RECORD EXTRACTS -
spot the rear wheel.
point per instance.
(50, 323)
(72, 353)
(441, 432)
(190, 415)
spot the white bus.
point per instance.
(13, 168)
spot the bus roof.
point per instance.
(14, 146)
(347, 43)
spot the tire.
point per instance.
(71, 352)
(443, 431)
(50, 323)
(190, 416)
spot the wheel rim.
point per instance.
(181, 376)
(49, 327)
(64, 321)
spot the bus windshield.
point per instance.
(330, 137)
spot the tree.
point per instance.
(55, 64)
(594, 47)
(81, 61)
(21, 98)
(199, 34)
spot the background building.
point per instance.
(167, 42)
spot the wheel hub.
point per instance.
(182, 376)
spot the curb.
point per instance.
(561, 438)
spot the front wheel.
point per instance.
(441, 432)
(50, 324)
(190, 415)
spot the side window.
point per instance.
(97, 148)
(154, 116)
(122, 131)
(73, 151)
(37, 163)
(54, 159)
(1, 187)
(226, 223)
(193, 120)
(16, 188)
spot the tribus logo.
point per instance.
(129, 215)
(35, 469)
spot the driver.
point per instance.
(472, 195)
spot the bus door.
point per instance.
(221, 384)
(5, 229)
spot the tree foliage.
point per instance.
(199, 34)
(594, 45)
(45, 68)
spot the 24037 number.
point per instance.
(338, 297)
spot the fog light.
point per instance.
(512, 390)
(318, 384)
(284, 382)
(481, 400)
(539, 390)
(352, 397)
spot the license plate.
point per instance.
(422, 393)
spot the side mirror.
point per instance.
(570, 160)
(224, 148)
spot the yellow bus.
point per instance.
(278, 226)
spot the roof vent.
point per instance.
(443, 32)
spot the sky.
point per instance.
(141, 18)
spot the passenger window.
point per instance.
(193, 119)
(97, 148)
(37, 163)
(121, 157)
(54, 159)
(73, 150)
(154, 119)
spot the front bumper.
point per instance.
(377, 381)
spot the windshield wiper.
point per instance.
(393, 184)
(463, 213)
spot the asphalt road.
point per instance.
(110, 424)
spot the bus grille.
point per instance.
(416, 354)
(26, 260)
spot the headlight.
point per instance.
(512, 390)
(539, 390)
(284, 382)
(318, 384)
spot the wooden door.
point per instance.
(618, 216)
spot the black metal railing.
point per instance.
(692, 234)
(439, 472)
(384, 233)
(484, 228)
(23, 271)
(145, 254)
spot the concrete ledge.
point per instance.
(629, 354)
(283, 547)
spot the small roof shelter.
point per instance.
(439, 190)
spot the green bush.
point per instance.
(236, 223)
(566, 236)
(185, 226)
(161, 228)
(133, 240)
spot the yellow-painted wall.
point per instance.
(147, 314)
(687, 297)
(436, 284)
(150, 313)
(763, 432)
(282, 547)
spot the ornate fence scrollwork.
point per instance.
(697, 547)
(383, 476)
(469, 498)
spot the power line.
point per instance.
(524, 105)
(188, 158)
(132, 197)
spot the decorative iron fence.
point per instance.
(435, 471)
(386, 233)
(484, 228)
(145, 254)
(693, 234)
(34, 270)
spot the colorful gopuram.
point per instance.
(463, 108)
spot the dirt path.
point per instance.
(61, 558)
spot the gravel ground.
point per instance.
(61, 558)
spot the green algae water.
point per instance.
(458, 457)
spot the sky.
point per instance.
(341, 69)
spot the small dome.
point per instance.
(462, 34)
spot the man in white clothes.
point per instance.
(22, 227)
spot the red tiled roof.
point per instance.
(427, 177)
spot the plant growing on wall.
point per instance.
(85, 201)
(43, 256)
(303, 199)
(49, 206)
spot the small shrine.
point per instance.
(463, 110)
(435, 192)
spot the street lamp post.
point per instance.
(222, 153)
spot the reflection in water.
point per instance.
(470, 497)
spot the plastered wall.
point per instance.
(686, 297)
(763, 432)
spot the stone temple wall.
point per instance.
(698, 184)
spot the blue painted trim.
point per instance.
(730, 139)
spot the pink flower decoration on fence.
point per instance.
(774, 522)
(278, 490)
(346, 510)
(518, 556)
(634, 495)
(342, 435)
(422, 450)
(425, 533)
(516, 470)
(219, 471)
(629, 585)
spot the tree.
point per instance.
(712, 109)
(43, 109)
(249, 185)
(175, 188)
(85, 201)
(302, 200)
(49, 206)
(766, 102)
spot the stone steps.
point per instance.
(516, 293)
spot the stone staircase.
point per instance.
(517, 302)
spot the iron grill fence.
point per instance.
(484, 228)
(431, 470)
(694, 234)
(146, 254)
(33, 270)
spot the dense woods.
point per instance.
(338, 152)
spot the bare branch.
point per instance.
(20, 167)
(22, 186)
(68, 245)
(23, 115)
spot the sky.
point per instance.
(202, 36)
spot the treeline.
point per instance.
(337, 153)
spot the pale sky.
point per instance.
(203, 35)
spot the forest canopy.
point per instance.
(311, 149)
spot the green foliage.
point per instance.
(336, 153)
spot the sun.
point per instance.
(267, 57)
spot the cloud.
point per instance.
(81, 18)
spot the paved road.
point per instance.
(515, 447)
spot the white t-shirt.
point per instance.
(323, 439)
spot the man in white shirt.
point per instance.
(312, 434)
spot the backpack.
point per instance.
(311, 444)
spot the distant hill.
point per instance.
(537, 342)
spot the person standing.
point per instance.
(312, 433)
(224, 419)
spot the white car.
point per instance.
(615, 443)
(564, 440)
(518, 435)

EXERCISE BRIEF - Return all of the entries exactly as they were supplied.

EXERCISE ANSWER -
spot the rear wheel.
point per instance.
(50, 323)
(72, 353)
(441, 432)
(190, 415)
spot the white bus.
point per instance.
(13, 168)
spot the bus roof.
point per instance.
(14, 146)
(347, 43)
spot the tire.
point per instance.
(71, 352)
(443, 431)
(50, 323)
(190, 416)
spot the wheel rim.
point per instance.
(181, 376)
(49, 327)
(64, 321)
spot the bus windshield.
point per instance.
(330, 137)
spot the tree.
point per instance.
(55, 64)
(594, 47)
(81, 61)
(21, 98)
(199, 34)
spot the background building.
point per instance.
(167, 42)
spot the wheel hub.
point per instance.
(182, 376)
spot the curb.
point per instance.
(561, 438)
spot the front wheel.
point per instance.
(441, 432)
(50, 324)
(190, 415)
spot the side window.
point per instance.
(97, 148)
(154, 116)
(122, 131)
(73, 151)
(37, 163)
(54, 159)
(1, 187)
(226, 223)
(193, 120)
(16, 188)
spot the tribus logo.
point per instance.
(129, 215)
(35, 469)
spot the driver.
point per instance.
(472, 195)
spot the bus door.
point per instance.
(221, 384)
(5, 229)
spot the tree foliage.
point per instance.
(199, 34)
(594, 45)
(45, 68)
spot the 24037 number.
point per instance.
(338, 297)
spot the fog light.
point per instance.
(512, 390)
(318, 384)
(284, 382)
(481, 400)
(539, 390)
(352, 397)
spot the license plate.
point per instance.
(422, 393)
spot the side mirror.
point per instance.
(570, 160)
(224, 148)
spot the yellow bus.
point per instance.
(278, 226)
spot the roof vent.
point per instance.
(443, 32)
spot the sky.
point per instance.
(141, 18)
spot the passenger window.
point per instance.
(193, 119)
(97, 148)
(37, 163)
(121, 157)
(54, 159)
(73, 150)
(154, 119)
spot the front bumper.
point per instance.
(377, 381)
spot the windshield wiper.
point per instance.
(393, 184)
(463, 213)
spot the asphalt road.
point per instance.
(110, 424)
spot the bus grille.
point per instance.
(416, 354)
(26, 260)
spot the headlight.
point per instance.
(512, 390)
(539, 390)
(284, 382)
(318, 384)
spot the wooden door.
point per instance.
(618, 216)
spot the black metal railing.
point per instance.
(692, 234)
(439, 472)
(384, 233)
(484, 228)
(23, 271)
(145, 254)
spot the concrete ledge.
point per instance.
(629, 354)
(283, 547)
spot the small roof shelter.
point per instance.
(439, 190)
spot the green bush.
point per instance.
(236, 223)
(566, 236)
(185, 226)
(161, 228)
(133, 240)
spot the yellow-painted wall.
point per instance.
(147, 314)
(687, 297)
(436, 284)
(150, 313)
(763, 432)
(282, 547)
spot the ornate fence scrollwork.
point per instance.
(697, 547)
(383, 476)
(469, 498)
spot the power line.
point per instance.
(524, 105)
(188, 158)
(132, 197)
spot the decorative iron fence.
point per instance.
(435, 471)
(386, 233)
(484, 228)
(145, 254)
(693, 234)
(34, 270)
spot the colorful gopuram.
point per instance.
(463, 108)
spot the dirt path.
point per instance.
(61, 558)
spot the gravel ground.
point per instance.
(61, 558)
spot the green algae water.
point per instance.
(458, 457)
spot the sky.
point per instance.
(341, 69)
spot the small dome.
point per instance.
(462, 34)
spot the man in white clothes.
point per instance.
(22, 227)
spot the red tiled roof.
point per instance.
(427, 177)
spot the plant growing on wall.
point per instance.
(85, 201)
(43, 256)
(303, 199)
(49, 206)
spot the small shrine.
point per instance.
(463, 110)
(435, 192)
spot the street lamp post.
point per instance.
(222, 153)
spot the reflection in water.
point per instance.
(470, 497)
spot the plastered wall.
point per instance.
(686, 297)
(763, 432)
spot the stone temple wall.
point per instance.
(698, 184)
spot the blue painted trim.
point per instance.
(730, 139)
spot the pink flower decoration on fence.
point per instance.
(774, 522)
(278, 490)
(346, 510)
(518, 556)
(634, 495)
(342, 435)
(422, 450)
(425, 533)
(516, 470)
(219, 471)
(629, 585)
spot the tree.
point per instance.
(712, 109)
(43, 109)
(249, 185)
(175, 188)
(85, 201)
(302, 200)
(49, 206)
(766, 102)
spot the stone steps.
point per instance.
(516, 293)
spot the stone staircase.
point per instance.
(517, 302)
spot the iron grill fence.
point per instance.
(484, 228)
(431, 470)
(694, 234)
(146, 254)
(33, 270)
spot the dense woods.
point per instance.
(338, 152)
spot the bare branch.
point per instance.
(20, 167)
(22, 186)
(68, 245)
(23, 115)
spot the sky.
point per instance.
(202, 36)
spot the treeline.
point per instance.
(337, 153)
spot the pale sky.
point per instance.
(203, 35)
spot the forest canopy.
point per instance.
(311, 149)
spot the green foliage.
point per instance.
(336, 153)
spot the sun.
point per instance.
(267, 57)
spot the cloud.
point per instance.
(81, 18)
spot the paved road.
point per instance.
(515, 447)
spot the white t-shirt.
point per instance.
(323, 439)
spot the man in white shirt.
point per instance.
(312, 434)
spot the backpack.
point per instance.
(311, 444)
spot the distant hill.
point per instance.
(537, 342)
spot the person standing.
point per instance.
(312, 433)
(224, 419)
spot the white car.
point per instance.
(615, 443)
(564, 440)
(518, 435)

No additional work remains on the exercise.